_Stored records_
· · · · · · ·

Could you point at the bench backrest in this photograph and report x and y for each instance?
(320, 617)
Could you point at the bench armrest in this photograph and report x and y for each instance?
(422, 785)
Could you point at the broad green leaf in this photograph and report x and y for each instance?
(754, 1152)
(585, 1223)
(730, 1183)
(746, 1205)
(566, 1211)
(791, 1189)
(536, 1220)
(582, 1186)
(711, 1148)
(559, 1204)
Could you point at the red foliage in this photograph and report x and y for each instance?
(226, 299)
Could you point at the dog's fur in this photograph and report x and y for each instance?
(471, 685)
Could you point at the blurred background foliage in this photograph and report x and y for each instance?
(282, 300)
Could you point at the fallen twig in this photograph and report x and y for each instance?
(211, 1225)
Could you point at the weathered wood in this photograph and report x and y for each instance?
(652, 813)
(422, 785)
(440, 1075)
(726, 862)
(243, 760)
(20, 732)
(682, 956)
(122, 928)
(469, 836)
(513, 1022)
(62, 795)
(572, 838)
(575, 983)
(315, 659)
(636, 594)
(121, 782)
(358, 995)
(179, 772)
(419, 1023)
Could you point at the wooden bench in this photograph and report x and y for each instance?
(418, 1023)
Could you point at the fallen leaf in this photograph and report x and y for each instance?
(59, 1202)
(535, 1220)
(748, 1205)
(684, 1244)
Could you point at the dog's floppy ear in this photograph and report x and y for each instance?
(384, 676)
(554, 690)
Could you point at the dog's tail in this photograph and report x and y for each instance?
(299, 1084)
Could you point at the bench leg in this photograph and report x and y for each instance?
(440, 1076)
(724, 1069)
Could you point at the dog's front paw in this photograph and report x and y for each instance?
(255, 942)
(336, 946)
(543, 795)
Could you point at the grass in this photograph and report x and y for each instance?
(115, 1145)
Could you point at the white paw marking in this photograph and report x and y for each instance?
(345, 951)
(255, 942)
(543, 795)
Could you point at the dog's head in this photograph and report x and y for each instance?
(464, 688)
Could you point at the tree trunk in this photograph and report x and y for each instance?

· · · · · · ·

_What is expected_
Copy every item above word for word, keeping each line in its original order.

_Exercise result_
Could you point at the bench backrest in this photograph and report x and y for each instance?
(320, 617)
Could you point at the bench armrest in this photograph and report x and y for each instance?
(422, 785)
Could you point at the broad green leaf in this photograph and report x and y for each instance?
(754, 1152)
(585, 1223)
(730, 1183)
(746, 1205)
(566, 1211)
(791, 1189)
(536, 1220)
(582, 1186)
(711, 1148)
(559, 1204)
Could you point at the red foliage in this photograph and report x and y for each instance?
(226, 299)
Could you point at the dog's fur in this photograph and report x and y for each instance?
(471, 685)
Could you point at the blurred background foliage in this photograph and report x and y for each instance?
(282, 300)
Could you point at the fallen twig in this photograph and report x and y for each instance?
(211, 1225)
Could you point at the weathered wood in this photograph and report x and y for each instance?
(652, 813)
(422, 785)
(440, 1075)
(726, 862)
(243, 760)
(20, 732)
(682, 956)
(122, 928)
(469, 836)
(513, 1022)
(62, 795)
(572, 838)
(575, 983)
(315, 659)
(636, 594)
(121, 782)
(358, 995)
(179, 772)
(419, 1023)
Could you point at the wooden bench in this photograph and report x and y for each instance?
(418, 1023)
Could you point at the fallen leaf in this photograph and report x and y for each instance?
(59, 1202)
(535, 1220)
(748, 1205)
(684, 1244)
Could you point at the dog's floppy ear in this photograph and report x and y for each instance?
(384, 676)
(554, 690)
Could you point at the dog's tail in this photograph and report x and y for each instance?
(299, 1084)
Could you point at the bench leg in this photograph and report x and y for each instance?
(440, 1076)
(724, 1069)
Could you point at the dog's front paw in this photograph and report x and y for each instance?
(255, 942)
(336, 946)
(543, 795)
Could you point at the grass in this photograph and report x and y for each instance?
(115, 1145)
Could you point at the white paw marking in this photograph and report x and y for each instance?
(345, 951)
(255, 942)
(543, 795)
Could you point at the dog's head in this photograph and report x and y for each instance?
(464, 688)
Could you point at the tree trunk in this photograph and report x and y for each instance?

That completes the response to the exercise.